** Task A **
According to the article about the fundraising walk, where and when does the walk begin?
** Task B **
List every organization, church, or facility named in the article about the fundraising walk.

** Reading text **
== == ==

Fundraising walk to raise awareness for warming centre

Ken Kellar

It may not make for a long, cold night, but the Fort Frances Homeless Committee’s next event will still work to benefit the local homeless population.

The Committee, in conjunction with the Northwest Community Legal Clinic, will be holding the Coldest Day of the Year Walk on Thursday, Feb. 6 as a fundraiser for the Out of the Cold Warming Centre, currently operating downstairs at the Apostolic Way Church at 324 Victoria Ave.

Homeless Committee co-chair Jamie Petrin said the event will be focusing on more than just raising money.

“The event is part an awareness event and part a fundraiser event,” she explained.

“So the awareness piece will be a walk, that’s taking place beginning at noon at the legal clinic. We’ll proceed down Scott St. and then we’ll go towards the river and kind of do a circle back to the Out of the Cold Warming Centre where we’ll be doing a screening of a Canadian film. We are challenging participants to collect pledges to help us continue to operate the Out of the Cold Warming Centre.”

The inspiration for the walk came from reactions to the Committee’s overnight sleep-out event previously held on Scott St., explained Petrin.

“Part of what the Homeless Committee does, beyond just the warming centre, is we look for ways to provide education and awareness,” she said.

“We’ve done a number of different public education campaigns over the last couple of years and we found great success when we did our Longest Night of the Year sleep-out event. That was very similar to this, in that it was an awareness piece as well as a fundraising piece for Out of the Cold, and we found that when we did something that people found they could really get involved in, attitudes towards homelessness in Fort Frances really started to shift.”

== == ==

** Provided records **
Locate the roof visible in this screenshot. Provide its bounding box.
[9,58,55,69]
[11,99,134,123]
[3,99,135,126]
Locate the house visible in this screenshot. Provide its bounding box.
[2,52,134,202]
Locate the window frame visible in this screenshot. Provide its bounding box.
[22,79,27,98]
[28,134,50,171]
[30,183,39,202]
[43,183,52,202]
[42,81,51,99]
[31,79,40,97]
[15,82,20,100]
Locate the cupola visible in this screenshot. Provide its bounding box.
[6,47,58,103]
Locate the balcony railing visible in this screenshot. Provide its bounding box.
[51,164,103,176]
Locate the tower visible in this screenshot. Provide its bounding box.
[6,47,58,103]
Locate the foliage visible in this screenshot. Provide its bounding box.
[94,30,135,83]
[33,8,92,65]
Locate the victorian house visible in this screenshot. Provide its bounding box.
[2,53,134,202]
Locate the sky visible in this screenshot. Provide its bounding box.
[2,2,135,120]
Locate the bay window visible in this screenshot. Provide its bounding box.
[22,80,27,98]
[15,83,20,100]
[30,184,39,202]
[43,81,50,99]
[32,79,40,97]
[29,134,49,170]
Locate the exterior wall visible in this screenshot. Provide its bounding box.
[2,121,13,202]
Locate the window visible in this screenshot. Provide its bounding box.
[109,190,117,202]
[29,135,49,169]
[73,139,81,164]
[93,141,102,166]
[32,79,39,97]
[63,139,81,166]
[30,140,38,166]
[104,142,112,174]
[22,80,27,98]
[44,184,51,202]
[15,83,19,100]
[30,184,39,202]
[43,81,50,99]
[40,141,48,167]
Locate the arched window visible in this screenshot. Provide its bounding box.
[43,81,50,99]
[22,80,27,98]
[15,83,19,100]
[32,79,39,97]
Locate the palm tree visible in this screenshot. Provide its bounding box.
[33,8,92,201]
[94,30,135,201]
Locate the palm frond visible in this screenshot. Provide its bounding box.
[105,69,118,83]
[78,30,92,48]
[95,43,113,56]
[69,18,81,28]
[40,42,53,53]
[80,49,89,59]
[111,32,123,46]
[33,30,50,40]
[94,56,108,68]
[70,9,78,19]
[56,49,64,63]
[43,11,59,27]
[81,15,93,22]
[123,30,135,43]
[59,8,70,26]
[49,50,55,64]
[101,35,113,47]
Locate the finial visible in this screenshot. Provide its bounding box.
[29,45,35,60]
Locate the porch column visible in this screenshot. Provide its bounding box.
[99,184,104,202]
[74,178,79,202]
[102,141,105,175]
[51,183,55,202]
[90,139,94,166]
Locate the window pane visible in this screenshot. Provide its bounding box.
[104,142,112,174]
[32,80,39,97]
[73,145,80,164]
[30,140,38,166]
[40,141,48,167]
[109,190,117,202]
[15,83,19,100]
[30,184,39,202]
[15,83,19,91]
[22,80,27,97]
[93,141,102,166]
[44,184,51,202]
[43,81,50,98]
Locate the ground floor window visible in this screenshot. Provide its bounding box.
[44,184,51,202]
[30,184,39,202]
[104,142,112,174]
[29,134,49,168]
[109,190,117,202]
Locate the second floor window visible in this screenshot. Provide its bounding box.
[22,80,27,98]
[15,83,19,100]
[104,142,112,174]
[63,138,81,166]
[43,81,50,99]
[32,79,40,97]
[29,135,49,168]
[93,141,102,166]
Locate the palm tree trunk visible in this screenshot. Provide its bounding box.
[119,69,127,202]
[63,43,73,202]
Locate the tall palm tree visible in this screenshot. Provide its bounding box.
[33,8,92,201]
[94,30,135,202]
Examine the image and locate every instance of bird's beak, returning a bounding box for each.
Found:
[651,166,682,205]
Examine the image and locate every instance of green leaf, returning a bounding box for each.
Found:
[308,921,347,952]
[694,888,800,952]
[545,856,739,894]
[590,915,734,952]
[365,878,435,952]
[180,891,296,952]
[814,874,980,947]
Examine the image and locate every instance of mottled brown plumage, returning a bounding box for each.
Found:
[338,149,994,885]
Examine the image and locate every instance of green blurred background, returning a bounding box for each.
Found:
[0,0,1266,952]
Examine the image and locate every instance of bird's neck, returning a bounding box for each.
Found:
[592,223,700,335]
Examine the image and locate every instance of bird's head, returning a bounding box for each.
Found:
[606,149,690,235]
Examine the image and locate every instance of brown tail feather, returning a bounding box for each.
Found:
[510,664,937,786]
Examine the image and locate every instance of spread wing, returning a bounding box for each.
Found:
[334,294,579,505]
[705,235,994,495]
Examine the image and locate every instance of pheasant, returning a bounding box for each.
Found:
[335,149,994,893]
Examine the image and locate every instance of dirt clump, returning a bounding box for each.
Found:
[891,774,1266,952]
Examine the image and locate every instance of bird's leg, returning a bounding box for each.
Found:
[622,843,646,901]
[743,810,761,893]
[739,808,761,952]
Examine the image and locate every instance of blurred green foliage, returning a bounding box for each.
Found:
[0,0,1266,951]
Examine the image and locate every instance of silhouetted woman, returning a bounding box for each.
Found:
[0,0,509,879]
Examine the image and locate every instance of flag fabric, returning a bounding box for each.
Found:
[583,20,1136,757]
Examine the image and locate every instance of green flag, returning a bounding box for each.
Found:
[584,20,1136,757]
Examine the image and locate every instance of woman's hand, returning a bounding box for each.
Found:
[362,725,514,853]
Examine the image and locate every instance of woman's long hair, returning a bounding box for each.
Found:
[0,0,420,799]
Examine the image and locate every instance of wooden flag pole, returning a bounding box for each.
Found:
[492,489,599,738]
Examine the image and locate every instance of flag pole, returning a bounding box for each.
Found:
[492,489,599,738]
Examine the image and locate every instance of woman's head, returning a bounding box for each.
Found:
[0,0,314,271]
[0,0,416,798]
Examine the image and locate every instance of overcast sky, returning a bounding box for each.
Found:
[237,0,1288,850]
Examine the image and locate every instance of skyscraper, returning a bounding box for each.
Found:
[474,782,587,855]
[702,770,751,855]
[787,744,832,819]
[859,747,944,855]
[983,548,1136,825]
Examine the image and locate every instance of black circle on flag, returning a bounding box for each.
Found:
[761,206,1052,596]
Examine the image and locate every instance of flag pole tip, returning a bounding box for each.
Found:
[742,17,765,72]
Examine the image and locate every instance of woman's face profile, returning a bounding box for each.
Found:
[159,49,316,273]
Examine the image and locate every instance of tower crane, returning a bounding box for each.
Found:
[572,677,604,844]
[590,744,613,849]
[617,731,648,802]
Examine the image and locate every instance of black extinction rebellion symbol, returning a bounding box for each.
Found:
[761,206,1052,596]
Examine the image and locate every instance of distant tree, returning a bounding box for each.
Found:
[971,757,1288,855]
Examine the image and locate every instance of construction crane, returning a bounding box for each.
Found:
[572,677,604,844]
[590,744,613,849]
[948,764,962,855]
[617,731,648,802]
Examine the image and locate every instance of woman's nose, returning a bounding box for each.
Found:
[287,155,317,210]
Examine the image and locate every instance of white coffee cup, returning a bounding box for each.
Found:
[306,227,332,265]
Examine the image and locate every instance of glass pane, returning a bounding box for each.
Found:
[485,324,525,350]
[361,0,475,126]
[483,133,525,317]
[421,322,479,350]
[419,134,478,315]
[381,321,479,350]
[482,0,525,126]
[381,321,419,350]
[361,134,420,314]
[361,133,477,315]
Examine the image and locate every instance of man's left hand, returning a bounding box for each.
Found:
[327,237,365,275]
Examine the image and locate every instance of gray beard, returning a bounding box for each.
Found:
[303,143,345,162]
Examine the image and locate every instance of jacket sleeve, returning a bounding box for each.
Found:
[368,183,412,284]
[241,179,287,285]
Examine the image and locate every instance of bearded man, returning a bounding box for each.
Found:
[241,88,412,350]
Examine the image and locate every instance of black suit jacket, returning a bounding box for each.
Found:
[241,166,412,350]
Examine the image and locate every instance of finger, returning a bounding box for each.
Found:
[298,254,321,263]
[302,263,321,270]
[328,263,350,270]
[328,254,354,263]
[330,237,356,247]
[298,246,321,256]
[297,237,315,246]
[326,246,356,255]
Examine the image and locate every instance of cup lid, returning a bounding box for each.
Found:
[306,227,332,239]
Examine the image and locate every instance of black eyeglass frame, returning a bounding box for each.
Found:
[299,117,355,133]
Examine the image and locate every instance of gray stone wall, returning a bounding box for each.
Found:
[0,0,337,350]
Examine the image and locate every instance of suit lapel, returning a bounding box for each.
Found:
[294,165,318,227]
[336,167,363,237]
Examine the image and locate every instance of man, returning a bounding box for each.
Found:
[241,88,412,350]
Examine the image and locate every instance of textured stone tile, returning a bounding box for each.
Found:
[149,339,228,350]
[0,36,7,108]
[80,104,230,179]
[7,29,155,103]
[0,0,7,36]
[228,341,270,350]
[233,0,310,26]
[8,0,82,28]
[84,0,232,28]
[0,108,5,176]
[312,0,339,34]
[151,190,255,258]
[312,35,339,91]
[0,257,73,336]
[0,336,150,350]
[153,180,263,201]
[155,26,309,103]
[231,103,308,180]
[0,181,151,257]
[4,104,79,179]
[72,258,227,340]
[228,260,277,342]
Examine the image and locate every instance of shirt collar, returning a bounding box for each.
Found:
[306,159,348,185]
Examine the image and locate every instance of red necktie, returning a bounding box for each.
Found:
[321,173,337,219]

== == ==

** Answer A **
It begins at noon at the legal clinic.

** Answer B **
Fort Frances Homeless Committee
Northwest Community Legal Clinic
Out of the Cold Warming Centre
Apostolic Way Church